(begin)

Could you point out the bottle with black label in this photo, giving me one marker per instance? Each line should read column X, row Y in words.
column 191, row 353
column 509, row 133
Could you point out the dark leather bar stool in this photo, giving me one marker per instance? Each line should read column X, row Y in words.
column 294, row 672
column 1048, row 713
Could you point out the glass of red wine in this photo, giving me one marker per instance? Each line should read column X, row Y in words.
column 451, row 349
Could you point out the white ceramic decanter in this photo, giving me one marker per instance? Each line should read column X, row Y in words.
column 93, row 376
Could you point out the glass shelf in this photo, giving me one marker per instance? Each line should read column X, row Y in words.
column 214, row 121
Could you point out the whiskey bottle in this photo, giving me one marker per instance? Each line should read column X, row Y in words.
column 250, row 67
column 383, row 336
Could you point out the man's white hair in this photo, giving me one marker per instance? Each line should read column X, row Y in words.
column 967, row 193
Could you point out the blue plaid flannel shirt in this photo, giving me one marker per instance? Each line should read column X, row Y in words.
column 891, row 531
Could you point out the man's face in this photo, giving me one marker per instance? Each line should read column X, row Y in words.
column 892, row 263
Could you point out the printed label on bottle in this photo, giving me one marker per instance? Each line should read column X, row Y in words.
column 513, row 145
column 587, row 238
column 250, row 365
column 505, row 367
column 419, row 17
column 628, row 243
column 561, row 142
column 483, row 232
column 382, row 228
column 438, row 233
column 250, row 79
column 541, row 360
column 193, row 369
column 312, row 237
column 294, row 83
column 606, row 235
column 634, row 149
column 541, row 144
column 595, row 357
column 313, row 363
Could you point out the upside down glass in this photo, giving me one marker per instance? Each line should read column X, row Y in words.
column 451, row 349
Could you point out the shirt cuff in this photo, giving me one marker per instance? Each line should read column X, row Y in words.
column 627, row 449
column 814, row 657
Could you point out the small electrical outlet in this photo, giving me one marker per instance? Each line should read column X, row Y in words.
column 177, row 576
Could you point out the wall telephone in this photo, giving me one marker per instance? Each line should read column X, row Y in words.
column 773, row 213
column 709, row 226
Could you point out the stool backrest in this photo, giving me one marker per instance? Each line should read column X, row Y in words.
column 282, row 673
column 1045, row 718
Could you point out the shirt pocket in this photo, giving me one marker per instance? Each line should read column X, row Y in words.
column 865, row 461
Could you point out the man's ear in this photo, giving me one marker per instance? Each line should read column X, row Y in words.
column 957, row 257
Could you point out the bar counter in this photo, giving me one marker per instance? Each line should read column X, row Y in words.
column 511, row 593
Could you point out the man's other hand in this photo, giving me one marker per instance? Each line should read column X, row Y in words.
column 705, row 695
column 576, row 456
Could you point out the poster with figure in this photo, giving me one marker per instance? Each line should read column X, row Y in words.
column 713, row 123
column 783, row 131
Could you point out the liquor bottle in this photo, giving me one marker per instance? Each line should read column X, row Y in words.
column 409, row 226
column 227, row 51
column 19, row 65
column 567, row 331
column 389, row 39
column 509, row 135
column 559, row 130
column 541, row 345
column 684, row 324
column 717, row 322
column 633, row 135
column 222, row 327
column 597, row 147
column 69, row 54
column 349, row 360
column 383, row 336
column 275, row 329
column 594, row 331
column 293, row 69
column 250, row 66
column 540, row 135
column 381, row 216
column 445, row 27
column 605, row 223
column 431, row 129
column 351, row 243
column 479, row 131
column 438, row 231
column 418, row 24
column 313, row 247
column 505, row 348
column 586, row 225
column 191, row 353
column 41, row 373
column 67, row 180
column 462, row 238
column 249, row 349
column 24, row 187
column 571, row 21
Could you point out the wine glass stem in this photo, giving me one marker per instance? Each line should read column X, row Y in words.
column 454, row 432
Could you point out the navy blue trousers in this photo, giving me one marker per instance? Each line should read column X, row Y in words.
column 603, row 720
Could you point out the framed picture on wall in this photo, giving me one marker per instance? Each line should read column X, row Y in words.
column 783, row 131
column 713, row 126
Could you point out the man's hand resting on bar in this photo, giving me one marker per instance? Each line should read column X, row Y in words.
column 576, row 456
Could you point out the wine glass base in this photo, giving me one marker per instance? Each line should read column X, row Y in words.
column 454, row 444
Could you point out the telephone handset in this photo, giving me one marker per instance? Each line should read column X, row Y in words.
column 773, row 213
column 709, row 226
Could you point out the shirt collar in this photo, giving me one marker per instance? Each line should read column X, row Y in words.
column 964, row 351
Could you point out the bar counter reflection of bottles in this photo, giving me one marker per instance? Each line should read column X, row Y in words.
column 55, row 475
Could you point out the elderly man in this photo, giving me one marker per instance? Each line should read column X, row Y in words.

(end)

▶ **What you need to do**
Could you reproduce every line of the data above, unchanged?

▶ **Reply to the task**
Could you point out the bottle with black label in this photo, giving me one marker per instance? Each line should read column X, row Y in words.
column 191, row 353
column 509, row 133
Could you point out the dark leather bar stool in this photo, giving me one marker per instance? Each line should read column X, row Y in words.
column 294, row 672
column 1048, row 713
Could you point out the glass of red wine in this photo, giving me one marker per instance? Each line should read column X, row Y in words.
column 451, row 349
Could you point out the white ceramic decanter in this photo, giving me one marker per instance? Each line should read column X, row Y in words.
column 93, row 376
Could you point out the glass shelf in this photo, giving me one marker per instance? Each line should read column X, row Y in words.
column 214, row 121
Could you point out the whiskey bottle in this photo, giving me one marker per instance? Each line should read column X, row Y in words.
column 250, row 67
column 383, row 336
Could you point out the man's white hair in this photo, giving me one marker per instance? Each line should read column X, row Y in words.
column 967, row 193
Could you point out the blue plaid flannel shirt in this photo, giving me one marker per instance? Each line should read column X, row Y in words.
column 891, row 531
Could you point out the man's face in this photo, giving me one marker per instance? Each line should read column X, row Y in words.
column 892, row 263
Could you point out the printed label on bottle in this photo, giving me one marker per instance? Each line should read column X, row Y in words.
column 513, row 145
column 587, row 238
column 250, row 365
column 505, row 367
column 419, row 17
column 628, row 243
column 561, row 142
column 483, row 232
column 382, row 228
column 438, row 233
column 250, row 79
column 541, row 360
column 193, row 369
column 312, row 237
column 294, row 83
column 606, row 235
column 634, row 149
column 541, row 144
column 595, row 357
column 313, row 363
Could you point out the upside down glass in this photo, giving me one marker per instance? Each line should read column X, row Y in words.
column 451, row 349
Could you point out the shirt cuff in this photo, giving me one marker per instance? Each line should read column X, row Y in words.
column 627, row 449
column 814, row 657
Could you point out the small electrical outlet in this photo, giving me one marker per instance? Each line should read column X, row Y in words.
column 177, row 576
Could you point out the wall telephone in this photo, giving me one marker per instance? Each line should read column X, row Y in words.
column 773, row 213
column 709, row 226
Could you point out the stool backrest in this photo, giving me one marker per instance? Each line should read column X, row Y in words.
column 282, row 673
column 1045, row 718
Could you point out the shirt pocket in this photo, giving me one marker per instance? Each line should read column X, row Y in words.
column 865, row 461
Could you point out the man's ear in this photo, giving me one marker per instance? Each line should read column X, row Y in words.
column 957, row 257
Could you point out the bar counter in this photo, giving me one marker per instance? Each line should read column X, row Y in words.
column 511, row 593
Could you point out the man's other hand in this photo, giving me one marker per instance? Each line should read column X, row Y in words.
column 705, row 695
column 576, row 456
Could you point out the poster with figure in this photo, giving me one marker per instance? Each line should read column X, row Y in words.
column 713, row 123
column 783, row 131
Could you point out the liquor bottle in this photo, giving me one marker per instance? Each line should read column X, row Y in words.
column 409, row 226
column 227, row 51
column 19, row 65
column 567, row 331
column 389, row 39
column 509, row 135
column 559, row 130
column 541, row 345
column 684, row 324
column 717, row 322
column 633, row 135
column 222, row 327
column 597, row 147
column 69, row 54
column 349, row 360
column 383, row 336
column 275, row 329
column 594, row 331
column 293, row 69
column 250, row 66
column 540, row 135
column 381, row 216
column 445, row 27
column 605, row 223
column 431, row 129
column 351, row 243
column 479, row 131
column 438, row 231
column 418, row 24
column 313, row 247
column 505, row 348
column 586, row 225
column 191, row 353
column 41, row 373
column 67, row 180
column 462, row 238
column 249, row 349
column 24, row 187
column 571, row 21
Could you point out the wine glass stem in this photo, giving me one marker per instance? Each line should read column X, row Y in words.
column 454, row 432
Could you point out the navy blue trousers in this photo, giving me one marker per instance? Each line should read column X, row Y in words.
column 603, row 720
Could you point out the framed picture on wall in this photo, giving me one marker per instance? Each line should read column X, row Y in words.
column 783, row 131
column 713, row 126
Could you point out the man's hand resting on bar in this photo, giving me one marker per instance? Each line should read column X, row Y in words.
column 576, row 456
Could you point out the wine glass base in this photo, giving me one marker per instance? Each line should read column X, row Y in words.
column 454, row 444
Could you point out the telephone handset in this photo, giving me one marker per instance? Each line should read column X, row Y in words.
column 773, row 213
column 709, row 226
Could you point out the shirt collar in this photo, giving me one marker per instance? Each line should read column X, row Y in words.
column 964, row 351
Could you point out the bar counter reflection of bottles in this photo, giving me one marker per instance? Each line should read column X, row Y in words.
column 55, row 475
Could you point out the elderly man in this photo, giving me one marker per instance? Each line should read column X, row Y in words.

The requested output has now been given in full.